▶ **Objective**: Copy the rows from the first one through the line containing "[1000,34,1136,239]", changing "headscarf" to "scarf" and keeping everything else the same. Leave the pictures out.

━━ Data supplied ━━

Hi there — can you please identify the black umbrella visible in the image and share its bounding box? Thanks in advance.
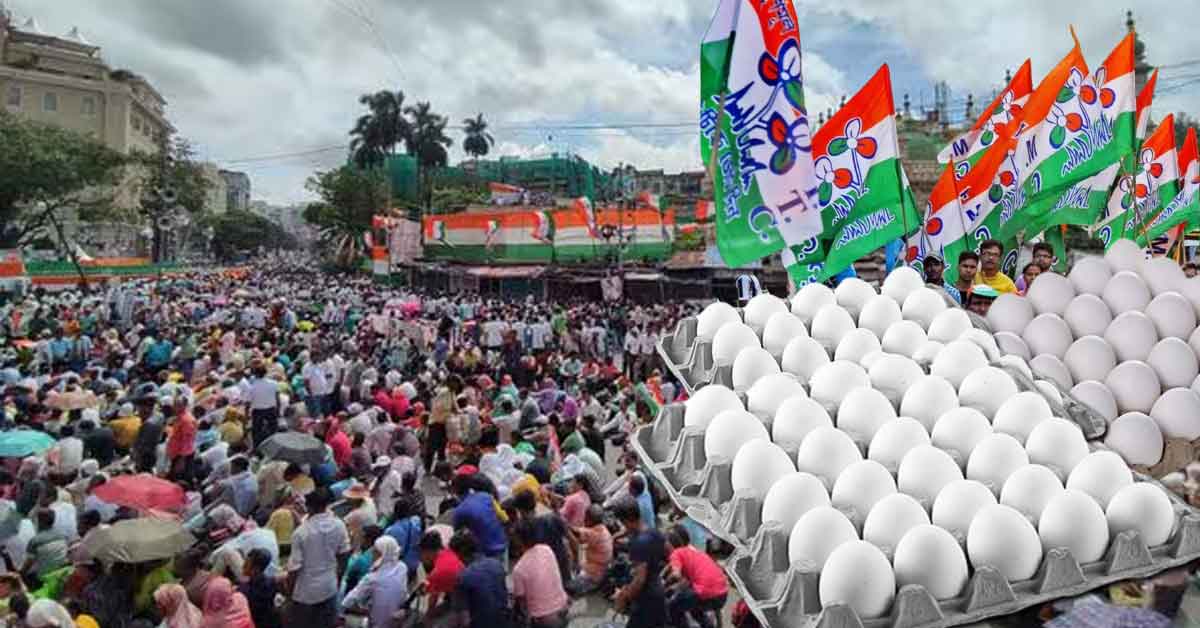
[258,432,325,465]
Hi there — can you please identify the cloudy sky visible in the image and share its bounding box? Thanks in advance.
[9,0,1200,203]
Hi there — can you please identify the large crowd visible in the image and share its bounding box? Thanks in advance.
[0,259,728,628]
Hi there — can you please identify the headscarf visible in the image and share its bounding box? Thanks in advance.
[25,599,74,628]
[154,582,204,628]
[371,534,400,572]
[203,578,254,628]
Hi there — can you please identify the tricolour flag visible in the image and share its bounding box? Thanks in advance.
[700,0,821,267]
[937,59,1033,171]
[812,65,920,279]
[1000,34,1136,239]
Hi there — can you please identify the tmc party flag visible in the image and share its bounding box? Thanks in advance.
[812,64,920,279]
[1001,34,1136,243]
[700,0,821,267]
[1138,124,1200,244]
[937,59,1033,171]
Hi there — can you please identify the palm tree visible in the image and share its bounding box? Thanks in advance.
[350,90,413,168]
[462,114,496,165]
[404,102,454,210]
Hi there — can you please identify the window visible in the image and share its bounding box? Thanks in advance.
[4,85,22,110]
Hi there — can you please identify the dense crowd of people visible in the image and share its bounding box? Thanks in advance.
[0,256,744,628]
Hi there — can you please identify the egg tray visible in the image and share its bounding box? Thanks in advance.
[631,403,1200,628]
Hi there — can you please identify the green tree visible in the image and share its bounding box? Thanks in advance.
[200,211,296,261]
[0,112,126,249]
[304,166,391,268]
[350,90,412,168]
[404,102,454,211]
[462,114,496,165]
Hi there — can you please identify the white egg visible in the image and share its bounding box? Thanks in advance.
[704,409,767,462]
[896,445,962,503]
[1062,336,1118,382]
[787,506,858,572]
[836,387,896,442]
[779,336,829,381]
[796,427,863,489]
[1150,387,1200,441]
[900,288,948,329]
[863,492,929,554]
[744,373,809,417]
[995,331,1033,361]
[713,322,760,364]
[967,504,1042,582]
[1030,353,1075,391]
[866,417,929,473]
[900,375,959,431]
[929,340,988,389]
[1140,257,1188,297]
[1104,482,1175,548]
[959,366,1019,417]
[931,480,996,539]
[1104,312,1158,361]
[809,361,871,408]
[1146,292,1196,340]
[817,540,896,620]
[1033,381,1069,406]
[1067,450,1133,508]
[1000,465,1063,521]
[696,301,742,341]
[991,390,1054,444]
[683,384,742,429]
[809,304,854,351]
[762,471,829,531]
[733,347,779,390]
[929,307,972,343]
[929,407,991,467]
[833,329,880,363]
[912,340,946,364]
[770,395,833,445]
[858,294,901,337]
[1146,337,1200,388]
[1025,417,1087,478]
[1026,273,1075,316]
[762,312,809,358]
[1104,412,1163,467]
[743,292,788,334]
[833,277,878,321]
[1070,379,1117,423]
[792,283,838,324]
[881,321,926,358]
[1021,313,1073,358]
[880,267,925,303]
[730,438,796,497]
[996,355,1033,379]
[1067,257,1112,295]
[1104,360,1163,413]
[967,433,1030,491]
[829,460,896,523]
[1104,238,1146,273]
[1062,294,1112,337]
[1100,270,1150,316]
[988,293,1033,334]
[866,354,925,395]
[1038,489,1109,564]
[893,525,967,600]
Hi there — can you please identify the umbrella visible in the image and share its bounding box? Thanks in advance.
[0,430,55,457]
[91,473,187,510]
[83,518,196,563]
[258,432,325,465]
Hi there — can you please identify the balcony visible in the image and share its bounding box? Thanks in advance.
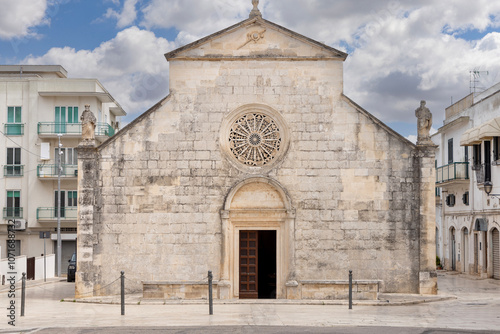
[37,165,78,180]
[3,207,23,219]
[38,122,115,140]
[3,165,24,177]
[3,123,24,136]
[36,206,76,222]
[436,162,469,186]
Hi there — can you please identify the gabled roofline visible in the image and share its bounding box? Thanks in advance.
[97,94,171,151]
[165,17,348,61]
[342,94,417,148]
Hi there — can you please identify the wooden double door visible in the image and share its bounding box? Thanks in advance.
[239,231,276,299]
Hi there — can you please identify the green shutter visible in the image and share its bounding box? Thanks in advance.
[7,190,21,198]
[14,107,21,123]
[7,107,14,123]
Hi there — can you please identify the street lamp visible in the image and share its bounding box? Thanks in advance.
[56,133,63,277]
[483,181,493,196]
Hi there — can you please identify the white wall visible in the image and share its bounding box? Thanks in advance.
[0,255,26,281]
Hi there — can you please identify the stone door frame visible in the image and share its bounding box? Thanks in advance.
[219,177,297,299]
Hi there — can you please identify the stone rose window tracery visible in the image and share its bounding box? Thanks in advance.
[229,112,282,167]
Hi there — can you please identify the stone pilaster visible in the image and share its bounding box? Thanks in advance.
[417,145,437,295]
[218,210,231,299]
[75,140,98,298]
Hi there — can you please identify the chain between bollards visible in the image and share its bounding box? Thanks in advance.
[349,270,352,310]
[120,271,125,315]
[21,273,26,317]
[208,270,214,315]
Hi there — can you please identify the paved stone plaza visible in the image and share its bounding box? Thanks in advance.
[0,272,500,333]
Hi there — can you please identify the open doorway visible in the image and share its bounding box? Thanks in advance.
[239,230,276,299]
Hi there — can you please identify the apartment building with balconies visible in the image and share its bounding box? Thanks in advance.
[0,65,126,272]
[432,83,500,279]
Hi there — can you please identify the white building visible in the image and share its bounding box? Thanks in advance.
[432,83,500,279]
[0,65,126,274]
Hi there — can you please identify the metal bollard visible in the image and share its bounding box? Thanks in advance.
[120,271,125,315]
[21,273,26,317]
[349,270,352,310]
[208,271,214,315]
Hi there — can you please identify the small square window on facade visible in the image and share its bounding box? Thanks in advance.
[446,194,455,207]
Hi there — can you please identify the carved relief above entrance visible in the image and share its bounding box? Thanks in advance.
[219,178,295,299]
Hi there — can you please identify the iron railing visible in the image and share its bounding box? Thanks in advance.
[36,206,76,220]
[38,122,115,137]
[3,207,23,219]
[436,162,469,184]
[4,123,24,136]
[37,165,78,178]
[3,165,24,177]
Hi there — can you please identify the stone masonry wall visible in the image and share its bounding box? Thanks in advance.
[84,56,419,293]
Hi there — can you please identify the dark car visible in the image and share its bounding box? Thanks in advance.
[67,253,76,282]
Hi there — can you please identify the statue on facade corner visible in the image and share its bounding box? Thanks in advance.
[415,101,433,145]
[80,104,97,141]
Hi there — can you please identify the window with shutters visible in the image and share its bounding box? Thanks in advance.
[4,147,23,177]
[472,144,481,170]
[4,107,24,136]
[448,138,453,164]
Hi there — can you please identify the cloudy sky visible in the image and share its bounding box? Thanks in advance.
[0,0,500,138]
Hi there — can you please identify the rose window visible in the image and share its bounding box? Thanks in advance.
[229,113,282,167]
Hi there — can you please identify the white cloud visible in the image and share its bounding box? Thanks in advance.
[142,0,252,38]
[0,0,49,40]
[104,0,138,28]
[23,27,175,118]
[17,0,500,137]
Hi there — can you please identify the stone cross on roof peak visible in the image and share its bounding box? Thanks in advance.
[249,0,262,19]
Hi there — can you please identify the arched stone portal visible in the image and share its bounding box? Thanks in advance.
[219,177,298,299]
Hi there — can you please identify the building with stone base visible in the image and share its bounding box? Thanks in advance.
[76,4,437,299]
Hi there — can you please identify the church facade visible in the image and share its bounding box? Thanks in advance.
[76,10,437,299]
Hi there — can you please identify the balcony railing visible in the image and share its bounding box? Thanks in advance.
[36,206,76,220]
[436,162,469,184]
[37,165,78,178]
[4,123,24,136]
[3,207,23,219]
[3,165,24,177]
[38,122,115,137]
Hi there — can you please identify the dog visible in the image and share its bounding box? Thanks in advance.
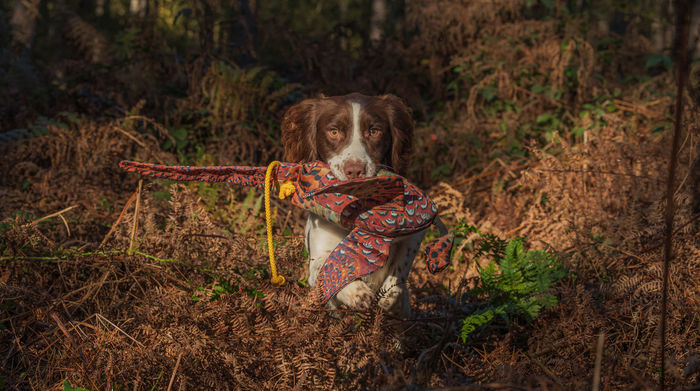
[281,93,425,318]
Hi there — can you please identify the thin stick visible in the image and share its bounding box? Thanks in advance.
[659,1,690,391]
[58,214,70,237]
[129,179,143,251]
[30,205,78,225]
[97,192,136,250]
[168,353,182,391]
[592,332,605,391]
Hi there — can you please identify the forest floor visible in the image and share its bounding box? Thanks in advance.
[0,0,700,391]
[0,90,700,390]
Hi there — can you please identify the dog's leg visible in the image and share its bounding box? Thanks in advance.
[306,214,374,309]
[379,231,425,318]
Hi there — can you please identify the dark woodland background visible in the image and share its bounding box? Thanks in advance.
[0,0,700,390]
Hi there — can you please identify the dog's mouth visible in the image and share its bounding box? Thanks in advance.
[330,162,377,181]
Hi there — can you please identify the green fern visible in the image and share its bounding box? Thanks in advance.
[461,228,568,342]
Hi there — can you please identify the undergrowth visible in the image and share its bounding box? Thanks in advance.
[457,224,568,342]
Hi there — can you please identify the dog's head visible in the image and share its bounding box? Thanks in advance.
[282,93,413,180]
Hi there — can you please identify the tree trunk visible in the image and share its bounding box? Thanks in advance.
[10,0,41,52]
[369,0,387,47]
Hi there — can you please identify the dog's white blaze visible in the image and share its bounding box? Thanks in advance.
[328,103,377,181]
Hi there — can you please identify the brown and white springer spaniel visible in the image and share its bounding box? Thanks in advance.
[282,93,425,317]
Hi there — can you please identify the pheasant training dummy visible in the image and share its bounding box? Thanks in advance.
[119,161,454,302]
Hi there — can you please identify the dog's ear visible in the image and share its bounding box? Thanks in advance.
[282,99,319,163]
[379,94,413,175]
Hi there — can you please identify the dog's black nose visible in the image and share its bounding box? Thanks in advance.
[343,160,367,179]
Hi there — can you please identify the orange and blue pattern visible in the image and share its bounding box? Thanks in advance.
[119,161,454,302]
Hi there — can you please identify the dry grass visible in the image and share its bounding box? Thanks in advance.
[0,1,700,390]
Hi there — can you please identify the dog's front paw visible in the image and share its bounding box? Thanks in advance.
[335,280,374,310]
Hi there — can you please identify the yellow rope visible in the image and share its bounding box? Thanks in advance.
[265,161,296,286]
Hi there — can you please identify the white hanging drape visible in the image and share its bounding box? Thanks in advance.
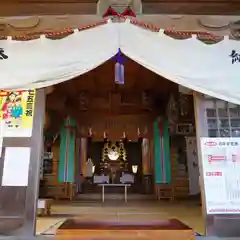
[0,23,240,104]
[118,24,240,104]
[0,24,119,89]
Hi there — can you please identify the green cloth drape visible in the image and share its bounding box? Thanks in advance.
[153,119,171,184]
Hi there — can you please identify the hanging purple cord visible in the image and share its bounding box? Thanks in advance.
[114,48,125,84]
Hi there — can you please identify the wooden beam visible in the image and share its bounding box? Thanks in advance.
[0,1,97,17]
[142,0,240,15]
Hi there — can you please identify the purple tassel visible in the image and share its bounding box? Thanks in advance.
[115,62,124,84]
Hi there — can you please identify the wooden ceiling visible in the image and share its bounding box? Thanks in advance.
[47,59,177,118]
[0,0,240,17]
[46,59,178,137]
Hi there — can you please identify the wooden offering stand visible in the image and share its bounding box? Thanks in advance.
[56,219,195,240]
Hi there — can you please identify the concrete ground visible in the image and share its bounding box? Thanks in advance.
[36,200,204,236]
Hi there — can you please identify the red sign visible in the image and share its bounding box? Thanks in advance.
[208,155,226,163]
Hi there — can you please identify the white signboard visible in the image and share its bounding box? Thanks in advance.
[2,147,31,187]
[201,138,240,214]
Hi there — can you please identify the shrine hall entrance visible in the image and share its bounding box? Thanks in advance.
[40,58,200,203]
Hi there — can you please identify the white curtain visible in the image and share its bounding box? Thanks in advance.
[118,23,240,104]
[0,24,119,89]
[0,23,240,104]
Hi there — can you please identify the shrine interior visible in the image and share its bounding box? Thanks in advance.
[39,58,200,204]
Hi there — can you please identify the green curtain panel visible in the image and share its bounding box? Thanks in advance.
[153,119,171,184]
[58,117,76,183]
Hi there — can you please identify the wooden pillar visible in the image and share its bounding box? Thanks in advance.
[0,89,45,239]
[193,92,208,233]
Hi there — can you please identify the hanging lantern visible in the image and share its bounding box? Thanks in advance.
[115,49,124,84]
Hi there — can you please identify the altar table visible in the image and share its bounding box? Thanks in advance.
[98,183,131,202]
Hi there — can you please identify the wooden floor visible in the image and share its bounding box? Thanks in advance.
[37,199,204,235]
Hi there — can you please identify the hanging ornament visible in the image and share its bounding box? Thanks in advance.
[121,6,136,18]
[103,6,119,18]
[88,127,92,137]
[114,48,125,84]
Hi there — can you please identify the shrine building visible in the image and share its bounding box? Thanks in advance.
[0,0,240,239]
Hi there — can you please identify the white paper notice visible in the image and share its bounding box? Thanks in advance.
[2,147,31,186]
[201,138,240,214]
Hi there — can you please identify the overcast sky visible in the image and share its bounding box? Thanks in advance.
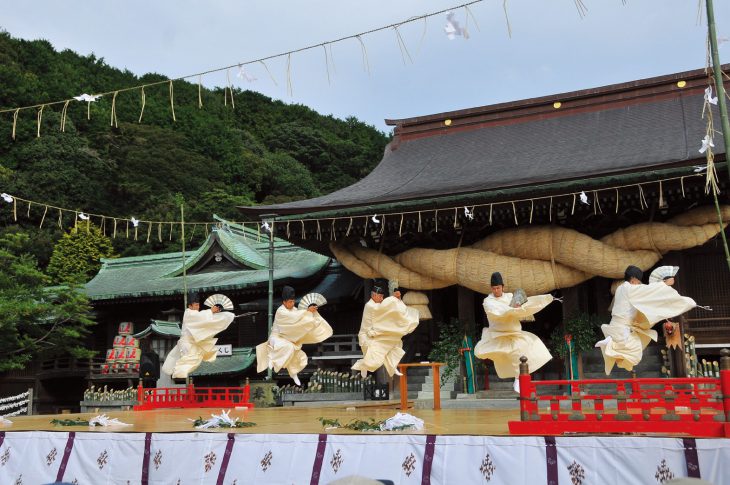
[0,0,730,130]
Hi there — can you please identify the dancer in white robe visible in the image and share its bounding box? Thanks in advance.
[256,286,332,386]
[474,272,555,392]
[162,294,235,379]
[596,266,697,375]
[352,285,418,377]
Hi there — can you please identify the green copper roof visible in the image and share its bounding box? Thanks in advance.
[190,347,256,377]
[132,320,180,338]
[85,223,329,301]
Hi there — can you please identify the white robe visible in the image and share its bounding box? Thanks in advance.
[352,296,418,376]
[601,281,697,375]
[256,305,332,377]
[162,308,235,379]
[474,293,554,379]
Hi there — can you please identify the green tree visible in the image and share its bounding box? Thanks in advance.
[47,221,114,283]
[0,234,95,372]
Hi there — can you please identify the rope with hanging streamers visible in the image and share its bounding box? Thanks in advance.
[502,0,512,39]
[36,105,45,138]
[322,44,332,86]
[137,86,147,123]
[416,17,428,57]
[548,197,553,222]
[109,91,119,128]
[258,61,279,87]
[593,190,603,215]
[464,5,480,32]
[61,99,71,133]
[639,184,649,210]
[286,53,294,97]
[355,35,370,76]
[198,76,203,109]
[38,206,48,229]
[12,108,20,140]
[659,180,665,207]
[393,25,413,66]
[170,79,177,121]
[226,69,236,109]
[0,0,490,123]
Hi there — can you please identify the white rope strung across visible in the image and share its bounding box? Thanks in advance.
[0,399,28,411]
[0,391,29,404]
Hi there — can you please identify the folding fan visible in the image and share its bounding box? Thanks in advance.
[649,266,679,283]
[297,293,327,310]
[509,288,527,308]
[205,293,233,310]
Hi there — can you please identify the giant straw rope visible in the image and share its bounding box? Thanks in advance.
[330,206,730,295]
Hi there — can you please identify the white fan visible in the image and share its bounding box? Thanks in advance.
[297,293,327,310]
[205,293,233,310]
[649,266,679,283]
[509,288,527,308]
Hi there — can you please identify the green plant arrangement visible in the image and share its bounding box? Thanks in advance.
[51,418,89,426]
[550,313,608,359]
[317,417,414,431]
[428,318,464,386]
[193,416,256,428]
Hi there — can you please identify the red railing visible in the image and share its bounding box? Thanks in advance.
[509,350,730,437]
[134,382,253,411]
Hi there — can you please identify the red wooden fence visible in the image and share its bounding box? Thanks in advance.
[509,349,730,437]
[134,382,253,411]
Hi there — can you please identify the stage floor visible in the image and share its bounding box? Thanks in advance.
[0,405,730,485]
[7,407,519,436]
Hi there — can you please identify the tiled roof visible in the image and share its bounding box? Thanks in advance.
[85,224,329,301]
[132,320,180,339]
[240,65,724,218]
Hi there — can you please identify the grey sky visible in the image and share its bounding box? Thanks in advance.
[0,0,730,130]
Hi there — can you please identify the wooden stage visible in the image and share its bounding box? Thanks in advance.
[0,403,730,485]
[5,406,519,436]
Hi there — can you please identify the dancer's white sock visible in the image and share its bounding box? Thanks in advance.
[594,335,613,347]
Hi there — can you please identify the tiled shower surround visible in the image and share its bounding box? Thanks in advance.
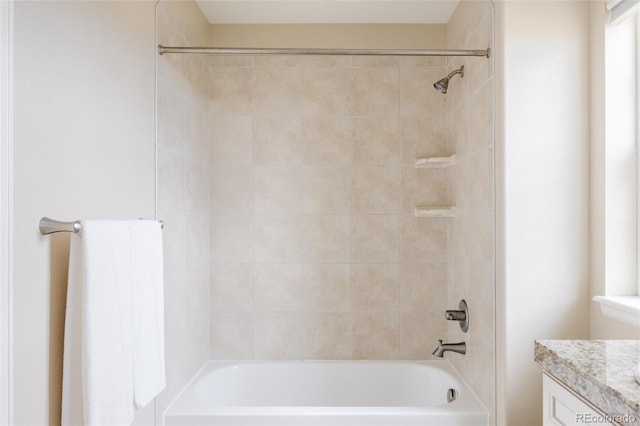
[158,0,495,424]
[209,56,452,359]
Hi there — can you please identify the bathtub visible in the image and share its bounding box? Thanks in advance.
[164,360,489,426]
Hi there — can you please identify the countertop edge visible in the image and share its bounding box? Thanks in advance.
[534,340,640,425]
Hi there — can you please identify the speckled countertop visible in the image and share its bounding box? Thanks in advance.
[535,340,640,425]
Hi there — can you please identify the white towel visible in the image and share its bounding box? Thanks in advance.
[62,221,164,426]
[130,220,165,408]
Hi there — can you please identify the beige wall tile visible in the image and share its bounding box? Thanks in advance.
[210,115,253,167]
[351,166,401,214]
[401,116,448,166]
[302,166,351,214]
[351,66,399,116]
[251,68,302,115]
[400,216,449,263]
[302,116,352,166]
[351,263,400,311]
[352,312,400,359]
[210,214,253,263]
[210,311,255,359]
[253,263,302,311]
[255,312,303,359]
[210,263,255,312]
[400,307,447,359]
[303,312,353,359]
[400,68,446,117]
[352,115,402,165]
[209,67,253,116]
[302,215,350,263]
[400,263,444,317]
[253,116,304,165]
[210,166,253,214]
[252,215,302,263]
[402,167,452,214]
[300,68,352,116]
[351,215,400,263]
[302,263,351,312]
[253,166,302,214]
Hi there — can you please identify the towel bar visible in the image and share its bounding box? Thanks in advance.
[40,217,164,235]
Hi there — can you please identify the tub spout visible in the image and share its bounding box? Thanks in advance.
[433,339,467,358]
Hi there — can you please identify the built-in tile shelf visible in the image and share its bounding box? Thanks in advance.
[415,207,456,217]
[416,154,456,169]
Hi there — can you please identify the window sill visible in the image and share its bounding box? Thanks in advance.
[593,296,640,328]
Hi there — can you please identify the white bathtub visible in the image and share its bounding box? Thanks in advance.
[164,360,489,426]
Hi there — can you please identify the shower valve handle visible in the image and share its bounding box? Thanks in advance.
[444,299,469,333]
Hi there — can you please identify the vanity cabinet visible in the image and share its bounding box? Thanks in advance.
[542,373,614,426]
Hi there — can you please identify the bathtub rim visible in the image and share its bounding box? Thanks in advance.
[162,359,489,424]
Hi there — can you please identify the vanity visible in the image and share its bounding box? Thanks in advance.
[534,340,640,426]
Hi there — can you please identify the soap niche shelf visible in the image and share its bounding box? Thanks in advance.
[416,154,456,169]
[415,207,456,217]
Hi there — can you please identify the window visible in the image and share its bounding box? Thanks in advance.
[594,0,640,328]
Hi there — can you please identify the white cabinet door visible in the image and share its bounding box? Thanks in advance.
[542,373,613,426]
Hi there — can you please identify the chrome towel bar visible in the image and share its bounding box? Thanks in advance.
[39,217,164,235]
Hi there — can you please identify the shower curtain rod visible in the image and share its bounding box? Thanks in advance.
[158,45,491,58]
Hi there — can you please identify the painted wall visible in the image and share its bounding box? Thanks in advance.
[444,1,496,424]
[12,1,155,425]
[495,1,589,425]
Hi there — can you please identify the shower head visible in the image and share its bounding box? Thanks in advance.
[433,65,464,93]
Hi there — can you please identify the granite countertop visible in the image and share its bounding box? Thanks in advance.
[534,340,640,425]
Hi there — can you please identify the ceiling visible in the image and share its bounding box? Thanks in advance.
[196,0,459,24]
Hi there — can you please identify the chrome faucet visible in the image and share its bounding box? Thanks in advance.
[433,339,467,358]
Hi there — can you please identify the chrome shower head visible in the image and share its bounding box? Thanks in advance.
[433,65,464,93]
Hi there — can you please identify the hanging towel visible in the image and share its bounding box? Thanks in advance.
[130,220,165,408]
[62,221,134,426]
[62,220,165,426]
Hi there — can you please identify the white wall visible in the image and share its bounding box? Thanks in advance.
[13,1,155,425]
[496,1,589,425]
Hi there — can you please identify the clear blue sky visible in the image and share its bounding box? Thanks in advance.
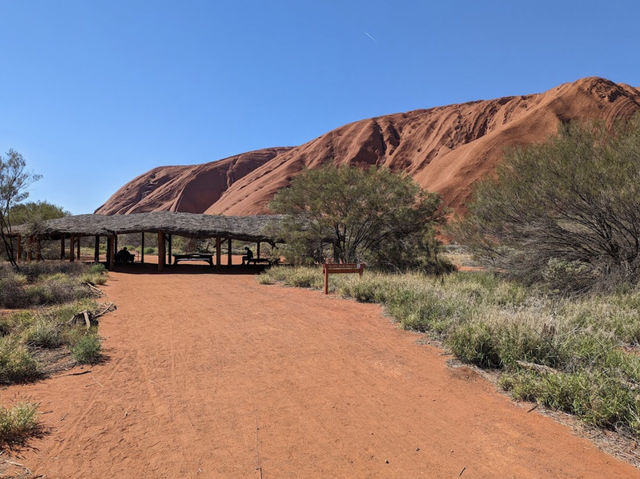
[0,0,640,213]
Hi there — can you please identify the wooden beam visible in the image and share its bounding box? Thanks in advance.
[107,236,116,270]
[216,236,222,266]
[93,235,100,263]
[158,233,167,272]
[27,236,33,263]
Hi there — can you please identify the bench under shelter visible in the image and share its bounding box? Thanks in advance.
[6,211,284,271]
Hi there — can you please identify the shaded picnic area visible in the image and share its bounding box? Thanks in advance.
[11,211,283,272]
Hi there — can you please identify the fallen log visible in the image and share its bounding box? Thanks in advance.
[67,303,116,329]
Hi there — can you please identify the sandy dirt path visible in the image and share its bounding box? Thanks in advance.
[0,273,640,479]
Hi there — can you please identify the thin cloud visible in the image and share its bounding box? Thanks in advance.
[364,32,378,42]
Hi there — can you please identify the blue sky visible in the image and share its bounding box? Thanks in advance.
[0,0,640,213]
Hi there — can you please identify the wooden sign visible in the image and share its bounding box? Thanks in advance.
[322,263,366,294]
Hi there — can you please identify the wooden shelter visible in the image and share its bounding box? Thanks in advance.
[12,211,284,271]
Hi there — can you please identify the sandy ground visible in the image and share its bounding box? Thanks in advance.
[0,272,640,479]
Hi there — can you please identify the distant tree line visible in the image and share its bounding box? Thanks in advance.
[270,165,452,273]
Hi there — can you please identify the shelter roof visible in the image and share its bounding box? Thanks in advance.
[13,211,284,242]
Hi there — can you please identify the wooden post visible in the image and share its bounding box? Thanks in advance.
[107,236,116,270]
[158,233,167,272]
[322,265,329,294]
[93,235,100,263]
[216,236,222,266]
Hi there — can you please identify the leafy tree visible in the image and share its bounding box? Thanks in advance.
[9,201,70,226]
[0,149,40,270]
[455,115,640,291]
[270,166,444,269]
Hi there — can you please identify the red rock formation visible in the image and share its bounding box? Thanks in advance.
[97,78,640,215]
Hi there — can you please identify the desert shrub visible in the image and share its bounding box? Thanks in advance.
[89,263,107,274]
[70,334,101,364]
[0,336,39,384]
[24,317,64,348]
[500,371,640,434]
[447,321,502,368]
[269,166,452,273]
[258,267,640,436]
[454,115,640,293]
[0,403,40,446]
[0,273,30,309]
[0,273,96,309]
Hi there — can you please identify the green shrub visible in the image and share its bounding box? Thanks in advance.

━━━

▶ **Completed exercise**:
Hi there — can you please identify the black umbrella visible in the image and share its bounding box? Thanks in advance.
[258,432,325,465]
Hi there — can you please identify the cloudy sky visible in the image and share its bounding box? Thanks in advance.
[9,0,1200,203]
Hi there — can you please identify the large crowd visible in the image and share its bounding box? Thanks in advance.
[0,259,728,628]
Hi there — can you please identify the scarf visible in the image and share its bounding box? Thanks in advance.
[25,599,74,628]
[154,582,204,628]
[371,534,400,572]
[203,578,254,628]
Hi there — can you please identify the tricolour flag visible in the image and share its bounding box? Thanks in advance.
[700,0,821,267]
[937,59,1033,171]
[812,65,920,279]
[1000,34,1136,239]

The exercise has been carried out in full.